**Work to be completed**
Which lines in the records below contain the word "plank"? Copy each of them.
▼
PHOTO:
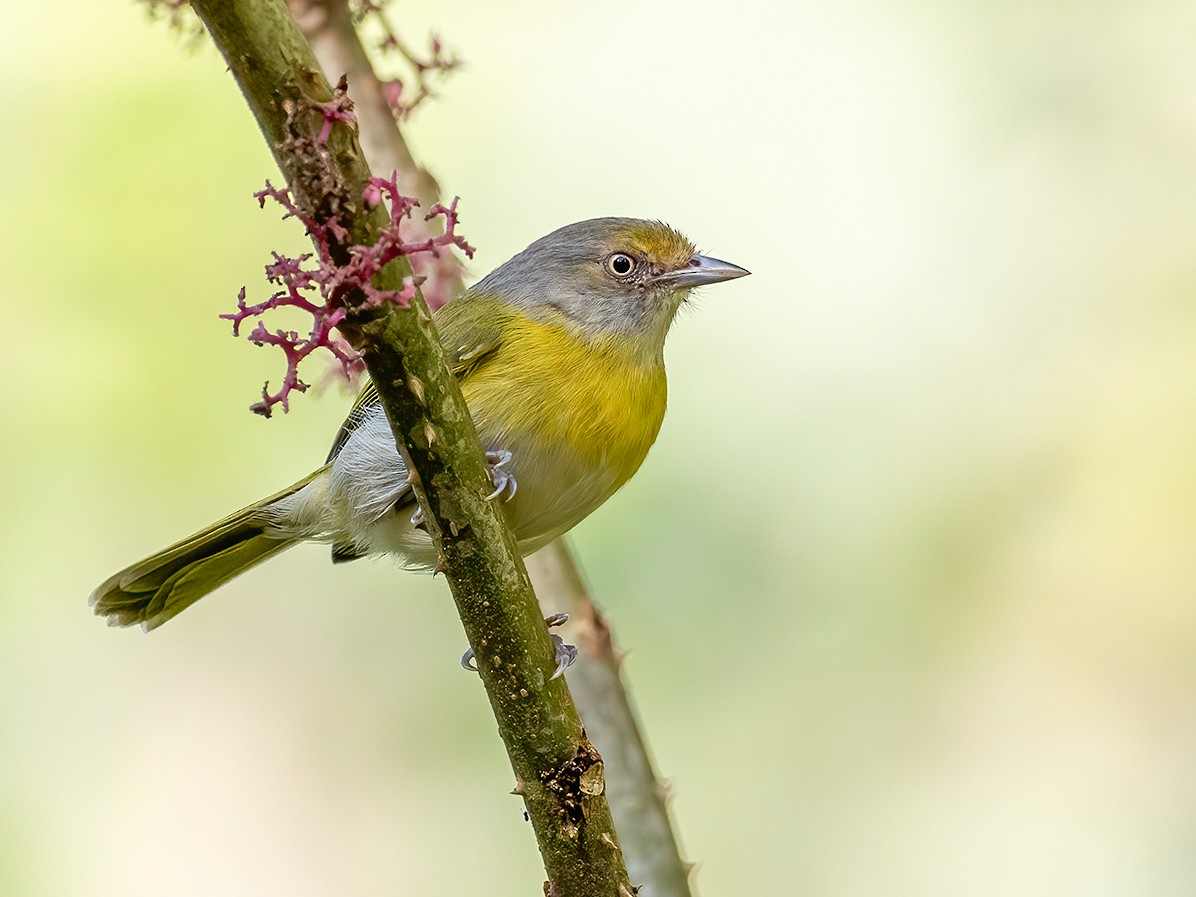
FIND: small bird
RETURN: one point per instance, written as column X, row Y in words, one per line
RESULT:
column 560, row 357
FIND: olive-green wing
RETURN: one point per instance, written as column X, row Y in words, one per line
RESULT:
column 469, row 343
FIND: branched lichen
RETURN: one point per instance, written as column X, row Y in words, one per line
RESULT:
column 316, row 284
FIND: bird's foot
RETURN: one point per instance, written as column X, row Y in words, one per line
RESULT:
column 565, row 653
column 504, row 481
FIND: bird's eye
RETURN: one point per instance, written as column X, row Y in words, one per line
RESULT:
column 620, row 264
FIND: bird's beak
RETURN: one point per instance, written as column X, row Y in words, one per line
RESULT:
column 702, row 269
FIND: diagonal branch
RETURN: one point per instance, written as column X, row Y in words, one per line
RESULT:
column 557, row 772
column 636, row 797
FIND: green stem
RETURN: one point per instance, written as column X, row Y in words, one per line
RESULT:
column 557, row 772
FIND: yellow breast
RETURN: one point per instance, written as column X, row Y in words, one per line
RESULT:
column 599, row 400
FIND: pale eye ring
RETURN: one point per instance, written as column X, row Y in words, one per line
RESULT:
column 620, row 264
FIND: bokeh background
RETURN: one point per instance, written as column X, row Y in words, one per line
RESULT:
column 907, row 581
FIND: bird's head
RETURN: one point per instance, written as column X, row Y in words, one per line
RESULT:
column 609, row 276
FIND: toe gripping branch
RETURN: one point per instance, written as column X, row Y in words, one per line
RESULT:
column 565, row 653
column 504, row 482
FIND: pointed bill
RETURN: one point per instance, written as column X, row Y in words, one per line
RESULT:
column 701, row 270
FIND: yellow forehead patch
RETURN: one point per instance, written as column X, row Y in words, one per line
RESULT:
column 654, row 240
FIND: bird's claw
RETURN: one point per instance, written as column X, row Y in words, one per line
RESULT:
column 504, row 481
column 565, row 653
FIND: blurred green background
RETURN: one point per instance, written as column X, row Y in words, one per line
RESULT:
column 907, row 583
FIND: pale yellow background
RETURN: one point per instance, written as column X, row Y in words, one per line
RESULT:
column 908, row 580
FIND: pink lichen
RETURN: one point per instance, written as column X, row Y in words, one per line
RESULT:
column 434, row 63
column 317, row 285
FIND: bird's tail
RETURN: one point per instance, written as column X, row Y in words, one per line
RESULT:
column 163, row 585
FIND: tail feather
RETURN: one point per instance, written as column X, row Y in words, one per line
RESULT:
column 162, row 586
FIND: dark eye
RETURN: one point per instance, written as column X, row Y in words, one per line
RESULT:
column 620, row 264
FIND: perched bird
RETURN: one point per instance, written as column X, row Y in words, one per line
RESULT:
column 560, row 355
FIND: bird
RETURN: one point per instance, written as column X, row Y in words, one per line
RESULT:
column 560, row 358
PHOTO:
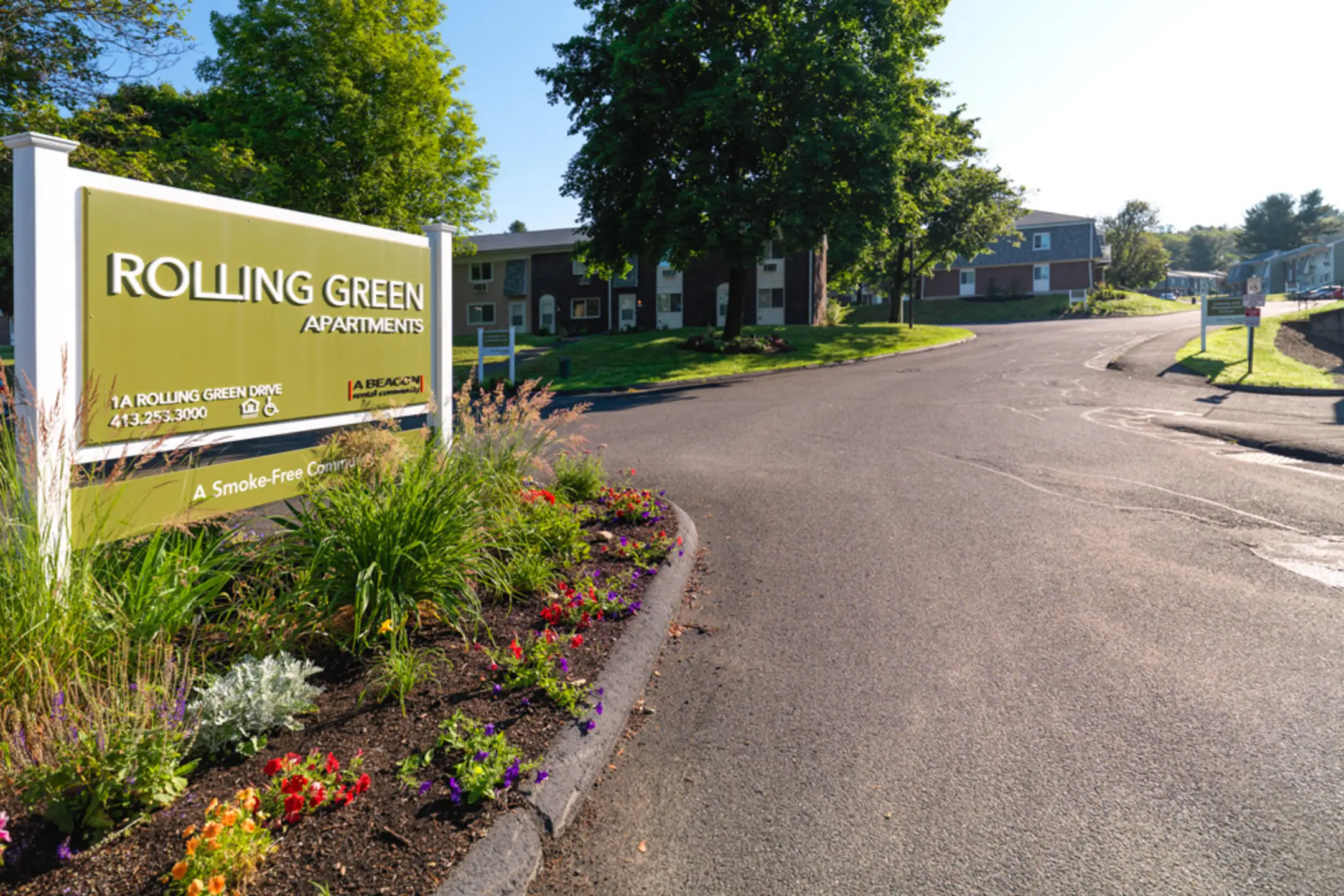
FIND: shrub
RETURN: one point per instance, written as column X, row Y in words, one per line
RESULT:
▲
▼
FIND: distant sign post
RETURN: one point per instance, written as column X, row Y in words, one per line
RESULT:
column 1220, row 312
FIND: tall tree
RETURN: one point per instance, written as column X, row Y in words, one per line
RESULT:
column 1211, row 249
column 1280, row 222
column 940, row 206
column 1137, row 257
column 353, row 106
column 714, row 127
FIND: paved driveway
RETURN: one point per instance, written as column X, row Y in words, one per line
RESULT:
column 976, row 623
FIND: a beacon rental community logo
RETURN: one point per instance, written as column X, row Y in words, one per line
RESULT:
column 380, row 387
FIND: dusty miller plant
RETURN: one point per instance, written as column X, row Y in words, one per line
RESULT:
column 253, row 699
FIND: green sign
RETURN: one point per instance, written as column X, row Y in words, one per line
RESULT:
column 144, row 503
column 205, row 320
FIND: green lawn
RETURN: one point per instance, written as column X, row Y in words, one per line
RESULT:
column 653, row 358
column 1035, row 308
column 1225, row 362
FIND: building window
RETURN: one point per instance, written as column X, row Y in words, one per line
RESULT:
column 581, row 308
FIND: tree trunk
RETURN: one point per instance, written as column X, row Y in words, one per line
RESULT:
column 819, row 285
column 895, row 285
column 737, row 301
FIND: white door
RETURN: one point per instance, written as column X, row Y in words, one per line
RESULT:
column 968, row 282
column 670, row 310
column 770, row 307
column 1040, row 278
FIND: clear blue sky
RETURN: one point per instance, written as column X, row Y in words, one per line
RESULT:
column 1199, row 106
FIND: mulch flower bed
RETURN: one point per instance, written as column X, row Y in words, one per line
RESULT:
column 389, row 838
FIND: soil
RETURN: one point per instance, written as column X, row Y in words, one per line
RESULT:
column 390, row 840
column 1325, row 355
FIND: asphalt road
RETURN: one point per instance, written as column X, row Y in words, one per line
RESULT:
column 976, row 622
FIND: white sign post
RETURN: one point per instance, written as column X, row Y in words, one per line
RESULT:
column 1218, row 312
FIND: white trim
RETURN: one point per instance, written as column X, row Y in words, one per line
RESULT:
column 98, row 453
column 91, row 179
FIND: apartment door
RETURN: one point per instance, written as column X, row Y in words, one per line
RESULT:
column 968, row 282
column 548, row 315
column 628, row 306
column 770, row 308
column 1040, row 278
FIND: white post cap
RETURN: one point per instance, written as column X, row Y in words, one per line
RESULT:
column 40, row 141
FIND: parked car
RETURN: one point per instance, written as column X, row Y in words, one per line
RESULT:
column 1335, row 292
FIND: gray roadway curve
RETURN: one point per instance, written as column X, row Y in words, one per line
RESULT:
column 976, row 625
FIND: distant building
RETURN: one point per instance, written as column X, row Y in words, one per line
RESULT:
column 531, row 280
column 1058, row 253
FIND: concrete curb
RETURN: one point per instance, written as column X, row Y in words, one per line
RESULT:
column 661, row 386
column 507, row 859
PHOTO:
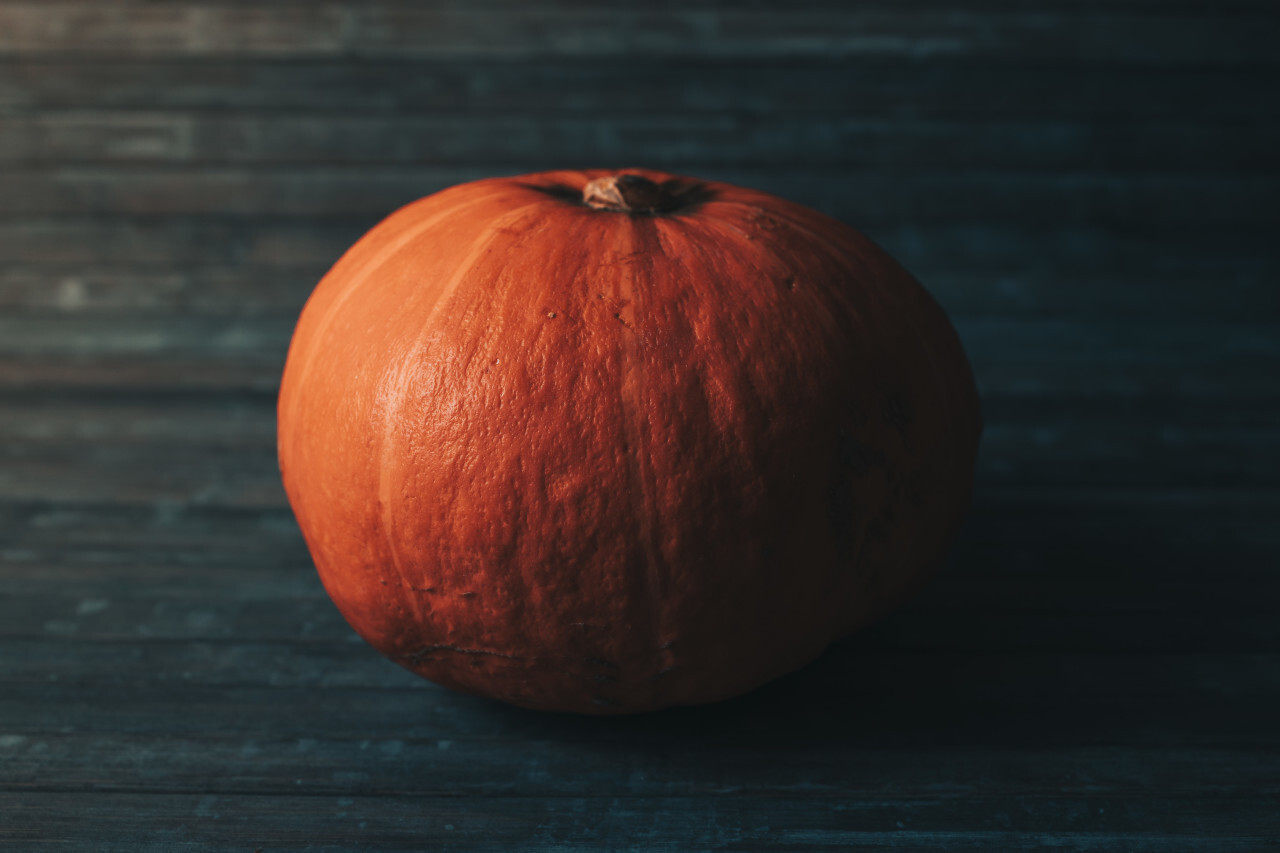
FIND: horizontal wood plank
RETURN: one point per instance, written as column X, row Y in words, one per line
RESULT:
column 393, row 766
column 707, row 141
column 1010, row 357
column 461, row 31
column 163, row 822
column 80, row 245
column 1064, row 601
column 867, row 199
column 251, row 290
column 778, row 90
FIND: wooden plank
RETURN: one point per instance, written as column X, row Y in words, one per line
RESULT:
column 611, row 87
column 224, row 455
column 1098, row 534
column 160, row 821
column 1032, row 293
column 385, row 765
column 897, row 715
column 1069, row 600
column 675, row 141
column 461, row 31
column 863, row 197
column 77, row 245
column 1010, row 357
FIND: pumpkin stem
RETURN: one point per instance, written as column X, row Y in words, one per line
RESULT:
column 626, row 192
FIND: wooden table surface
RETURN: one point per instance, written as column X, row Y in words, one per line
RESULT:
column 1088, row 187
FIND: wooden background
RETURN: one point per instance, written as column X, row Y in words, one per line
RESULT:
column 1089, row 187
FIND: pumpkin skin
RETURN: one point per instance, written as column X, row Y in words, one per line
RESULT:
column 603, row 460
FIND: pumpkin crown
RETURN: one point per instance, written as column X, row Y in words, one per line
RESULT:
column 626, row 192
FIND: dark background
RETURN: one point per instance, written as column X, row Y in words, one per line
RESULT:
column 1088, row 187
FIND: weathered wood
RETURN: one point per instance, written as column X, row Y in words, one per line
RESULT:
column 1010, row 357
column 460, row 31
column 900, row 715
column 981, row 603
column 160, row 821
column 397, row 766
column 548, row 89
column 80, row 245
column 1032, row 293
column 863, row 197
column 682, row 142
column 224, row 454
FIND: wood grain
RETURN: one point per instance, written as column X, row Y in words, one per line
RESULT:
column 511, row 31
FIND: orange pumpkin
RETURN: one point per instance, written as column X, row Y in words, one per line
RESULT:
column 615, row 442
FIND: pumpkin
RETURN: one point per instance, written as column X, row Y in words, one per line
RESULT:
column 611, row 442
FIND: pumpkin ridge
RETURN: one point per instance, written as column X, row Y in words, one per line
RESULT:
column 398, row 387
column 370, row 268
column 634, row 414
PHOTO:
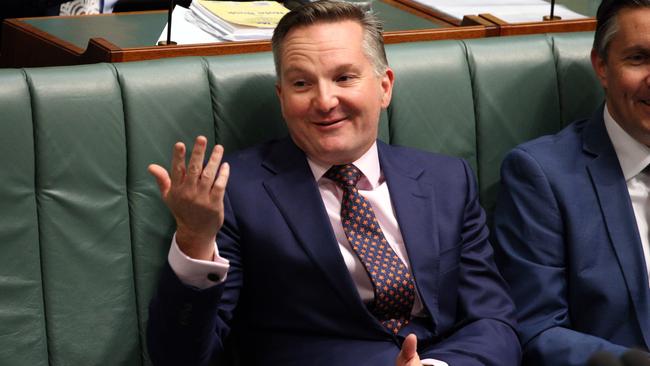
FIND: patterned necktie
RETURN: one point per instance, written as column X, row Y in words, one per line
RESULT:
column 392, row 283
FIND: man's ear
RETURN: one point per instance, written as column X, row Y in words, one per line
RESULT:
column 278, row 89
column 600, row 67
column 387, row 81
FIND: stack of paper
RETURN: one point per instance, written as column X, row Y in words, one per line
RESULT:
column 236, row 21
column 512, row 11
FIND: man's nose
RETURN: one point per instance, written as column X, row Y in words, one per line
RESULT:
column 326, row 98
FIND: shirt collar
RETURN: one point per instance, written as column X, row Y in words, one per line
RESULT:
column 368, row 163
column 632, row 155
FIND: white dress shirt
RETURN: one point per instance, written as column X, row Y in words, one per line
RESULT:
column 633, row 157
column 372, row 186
▲
**Answer to the problem**
FIND: horizontal wood plank
FIND: wooden plank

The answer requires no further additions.